Task requirements:
Copy out all the entries below, changing each "target" to "object" and altering nothing else. Omit the pictures.

Listed records:
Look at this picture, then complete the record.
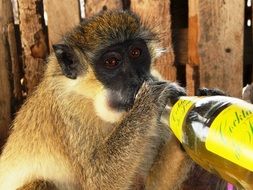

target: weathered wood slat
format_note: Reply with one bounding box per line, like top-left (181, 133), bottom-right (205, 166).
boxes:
top-left (131, 0), bottom-right (176, 81)
top-left (0, 0), bottom-right (13, 147)
top-left (84, 0), bottom-right (123, 17)
top-left (44, 0), bottom-right (80, 49)
top-left (18, 0), bottom-right (47, 94)
top-left (8, 23), bottom-right (23, 107)
top-left (189, 0), bottom-right (244, 97)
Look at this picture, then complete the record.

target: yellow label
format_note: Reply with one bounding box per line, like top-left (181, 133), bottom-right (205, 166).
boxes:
top-left (169, 97), bottom-right (198, 142)
top-left (206, 103), bottom-right (253, 171)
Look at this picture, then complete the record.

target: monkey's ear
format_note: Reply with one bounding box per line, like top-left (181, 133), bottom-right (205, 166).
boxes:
top-left (53, 44), bottom-right (78, 79)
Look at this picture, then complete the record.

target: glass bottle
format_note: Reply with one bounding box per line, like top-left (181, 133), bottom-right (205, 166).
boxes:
top-left (162, 96), bottom-right (253, 190)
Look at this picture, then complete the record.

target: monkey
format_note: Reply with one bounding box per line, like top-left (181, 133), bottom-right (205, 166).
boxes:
top-left (0, 11), bottom-right (192, 190)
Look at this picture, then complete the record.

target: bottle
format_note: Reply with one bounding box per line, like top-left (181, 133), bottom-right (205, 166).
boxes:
top-left (163, 96), bottom-right (253, 190)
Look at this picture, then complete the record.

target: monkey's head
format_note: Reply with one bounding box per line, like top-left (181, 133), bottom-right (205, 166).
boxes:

Output for this task:
Look at this picture, then complete the record.

object: weathered wood slat
format_note: Reply with one bounding box per line, like top-left (181, 133), bottom-right (205, 166).
boxes:
top-left (131, 0), bottom-right (176, 81)
top-left (0, 0), bottom-right (13, 147)
top-left (84, 0), bottom-right (123, 17)
top-left (44, 0), bottom-right (80, 49)
top-left (18, 0), bottom-right (47, 94)
top-left (8, 23), bottom-right (23, 107)
top-left (189, 0), bottom-right (244, 97)
Look at this picture, then complete the record.

object: yellow label
format_note: Reply with one bounding box per line, like top-left (181, 133), bottom-right (205, 166).
boxes:
top-left (169, 97), bottom-right (198, 142)
top-left (206, 103), bottom-right (253, 171)
Look at this picture, then complete the record.

object: monkey's ear
format_note: Reply with one bounding box per line, like top-left (181, 133), bottom-right (205, 166).
boxes:
top-left (53, 44), bottom-right (78, 79)
Look at this picture, then complete the record.

object: glass bottle
format_note: Reply with one bounding box per line, like top-left (181, 133), bottom-right (205, 166).
boxes:
top-left (162, 96), bottom-right (253, 190)
Look at this picture, then complete the record.

object: monkey
format_note: Reply with one bounding box per line, like top-left (181, 133), bottom-right (205, 166).
boxes:
top-left (0, 11), bottom-right (192, 190)
Look at this picture, then complete the record.

object: bottle
format_note: Reply with one bounding box per line, like top-left (181, 133), bottom-right (205, 166).
boxes:
top-left (163, 96), bottom-right (253, 190)
Look at this picture, then complete the record.

object: monkey's head
format_note: Reply with one bounding box per line, like top-left (181, 133), bottom-right (205, 166).
boxes:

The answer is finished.